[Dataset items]
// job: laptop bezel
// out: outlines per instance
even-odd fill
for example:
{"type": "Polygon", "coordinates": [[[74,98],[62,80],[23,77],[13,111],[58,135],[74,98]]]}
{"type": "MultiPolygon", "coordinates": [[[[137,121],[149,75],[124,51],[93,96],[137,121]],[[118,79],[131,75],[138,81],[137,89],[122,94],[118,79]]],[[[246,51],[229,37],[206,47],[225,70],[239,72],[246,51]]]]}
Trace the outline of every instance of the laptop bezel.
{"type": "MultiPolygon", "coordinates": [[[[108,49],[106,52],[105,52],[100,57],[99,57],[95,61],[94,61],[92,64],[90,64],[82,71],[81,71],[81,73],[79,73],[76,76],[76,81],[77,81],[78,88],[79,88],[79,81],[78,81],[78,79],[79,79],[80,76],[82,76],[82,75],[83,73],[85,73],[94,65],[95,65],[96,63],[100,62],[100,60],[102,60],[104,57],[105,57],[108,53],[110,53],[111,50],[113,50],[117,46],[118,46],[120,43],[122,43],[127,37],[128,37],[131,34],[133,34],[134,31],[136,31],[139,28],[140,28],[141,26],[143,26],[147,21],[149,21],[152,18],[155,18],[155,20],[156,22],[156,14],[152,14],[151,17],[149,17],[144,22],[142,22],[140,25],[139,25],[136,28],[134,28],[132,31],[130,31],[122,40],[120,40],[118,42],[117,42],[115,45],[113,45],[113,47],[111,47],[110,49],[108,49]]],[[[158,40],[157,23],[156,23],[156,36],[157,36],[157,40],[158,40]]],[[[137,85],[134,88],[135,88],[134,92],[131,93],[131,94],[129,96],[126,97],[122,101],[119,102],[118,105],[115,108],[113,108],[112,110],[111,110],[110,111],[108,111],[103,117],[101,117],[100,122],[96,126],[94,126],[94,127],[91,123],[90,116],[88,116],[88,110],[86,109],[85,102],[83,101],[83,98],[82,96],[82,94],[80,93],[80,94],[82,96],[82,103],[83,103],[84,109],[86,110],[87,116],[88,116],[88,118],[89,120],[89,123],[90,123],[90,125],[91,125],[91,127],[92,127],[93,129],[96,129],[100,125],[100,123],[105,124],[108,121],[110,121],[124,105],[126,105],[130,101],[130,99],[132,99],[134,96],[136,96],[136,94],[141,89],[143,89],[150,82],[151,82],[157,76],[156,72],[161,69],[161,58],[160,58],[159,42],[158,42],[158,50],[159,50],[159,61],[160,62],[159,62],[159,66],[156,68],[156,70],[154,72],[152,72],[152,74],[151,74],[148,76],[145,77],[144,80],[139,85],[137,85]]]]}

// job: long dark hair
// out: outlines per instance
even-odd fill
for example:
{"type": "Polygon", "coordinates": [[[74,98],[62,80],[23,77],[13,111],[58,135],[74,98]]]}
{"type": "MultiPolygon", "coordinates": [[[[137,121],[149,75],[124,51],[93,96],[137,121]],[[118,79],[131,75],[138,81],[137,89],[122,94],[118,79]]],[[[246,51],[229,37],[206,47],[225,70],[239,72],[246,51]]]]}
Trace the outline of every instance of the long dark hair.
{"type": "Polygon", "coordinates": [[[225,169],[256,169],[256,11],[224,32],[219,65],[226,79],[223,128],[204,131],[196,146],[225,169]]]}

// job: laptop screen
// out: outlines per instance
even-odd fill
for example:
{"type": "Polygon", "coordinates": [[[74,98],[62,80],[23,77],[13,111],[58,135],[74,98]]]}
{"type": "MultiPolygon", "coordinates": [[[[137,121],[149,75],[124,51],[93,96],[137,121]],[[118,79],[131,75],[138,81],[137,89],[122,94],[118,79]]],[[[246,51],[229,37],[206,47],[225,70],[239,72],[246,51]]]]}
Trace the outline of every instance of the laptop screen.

» **Directions**:
Recast every line of the entries above as a Markdown table with the columns "Row" and "Line," numbering the rows in order and leaving out blank lines.

» **Answer to the exercise**:
| Row | Line |
|---|---|
| 1 | // job: laptop bezel |
| 2 | // out: outlines per instance |
| 3 | even-odd fill |
| 4 | for example: |
| 5 | {"type": "Polygon", "coordinates": [[[74,98],[62,80],[23,77],[13,111],[58,135],[74,98]]]} |
| 6 | {"type": "MultiPolygon", "coordinates": [[[[137,121],[149,75],[124,51],[93,96],[137,121]],[[118,79],[131,75],[138,81],[137,89],[122,94],[118,79]]],[[[246,51],[229,37],[206,47],[225,70],[239,72],[246,51]]]]} |
| 7 | Trace the outline of every instance of the laptop bezel. |
| 8 | {"type": "MultiPolygon", "coordinates": [[[[108,49],[106,52],[105,52],[100,57],[99,57],[95,61],[94,61],[92,64],[90,64],[82,71],[81,71],[81,73],[79,73],[76,76],[76,81],[77,81],[78,88],[79,88],[79,81],[78,81],[78,79],[79,79],[80,76],[82,76],[82,75],[83,73],[85,73],[94,65],[95,65],[96,63],[100,62],[100,60],[102,60],[104,57],[105,57],[108,53],[110,53],[111,50],[113,50],[117,46],[118,46],[120,43],[122,43],[127,37],[128,37],[131,34],[133,34],[134,31],[136,31],[139,28],[140,28],[141,26],[143,26],[147,21],[149,21],[152,18],[155,18],[155,20],[156,22],[156,14],[152,14],[151,17],[149,17],[144,22],[142,22],[140,25],[139,25],[136,28],[134,28],[132,31],[130,31],[122,40],[120,40],[118,42],[117,42],[115,45],[113,45],[113,47],[111,47],[110,49],[108,49]]],[[[158,40],[157,23],[156,23],[156,36],[157,36],[157,40],[158,40]]],[[[137,85],[134,88],[135,88],[134,92],[131,93],[131,94],[129,96],[126,97],[122,101],[119,102],[118,105],[115,108],[113,108],[112,110],[111,110],[110,111],[108,111],[103,117],[101,117],[100,122],[96,126],[94,126],[94,127],[91,123],[90,116],[88,116],[88,110],[86,109],[85,102],[83,101],[83,98],[82,96],[82,94],[80,93],[80,94],[82,96],[82,103],[83,103],[84,109],[86,110],[87,116],[88,116],[88,118],[89,120],[89,123],[90,123],[90,125],[91,125],[91,127],[92,127],[93,129],[96,129],[100,125],[100,123],[105,124],[108,121],[110,121],[124,105],[126,105],[130,101],[130,99],[132,99],[134,96],[136,96],[136,94],[141,89],[143,89],[150,82],[151,82],[157,76],[156,72],[161,69],[161,58],[160,58],[159,42],[158,42],[158,50],[159,50],[159,61],[160,62],[159,62],[159,66],[156,68],[156,70],[154,72],[152,72],[152,74],[151,74],[148,76],[145,77],[144,80],[139,85],[137,85]]]]} |
| 9 | // job: long dark hair |
| 10 | // out: outlines per instance |
| 11 | even-odd fill |
| 12 | for example: |
| 13 | {"type": "Polygon", "coordinates": [[[74,98],[62,80],[23,77],[13,111],[58,135],[74,98]]]} |
| 14 | {"type": "MultiPolygon", "coordinates": [[[[137,121],[149,75],[124,51],[93,96],[137,121]],[[118,79],[131,75],[138,81],[137,89],[122,94],[118,79]]],[[[246,51],[229,37],[206,47],[225,70],[239,72],[246,51]]]]} |
| 15 | Trace the outline of every instance of the long dark hair. |
| 16 | {"type": "Polygon", "coordinates": [[[225,169],[256,169],[256,11],[224,32],[219,65],[226,79],[223,128],[204,131],[196,146],[225,169]]]} |
| 17 | // job: laptop screen |
| 18 | // out: outlines per instance |
| 19 | even-odd fill |
| 20 | for example: |
| 21 | {"type": "Polygon", "coordinates": [[[74,98],[62,80],[23,77],[13,111],[58,135],[74,98]]]} |
| 22 | {"type": "MultiPolygon", "coordinates": [[[[137,121],[149,75],[124,51],[93,96],[137,121]],[[118,79],[131,75],[138,81],[137,89],[122,94],[118,79]]],[[[246,51],[229,37],[206,47],[225,70],[239,72],[246,51]]]]} |
| 23 | Trace the outline of every instance of the laptop screen. |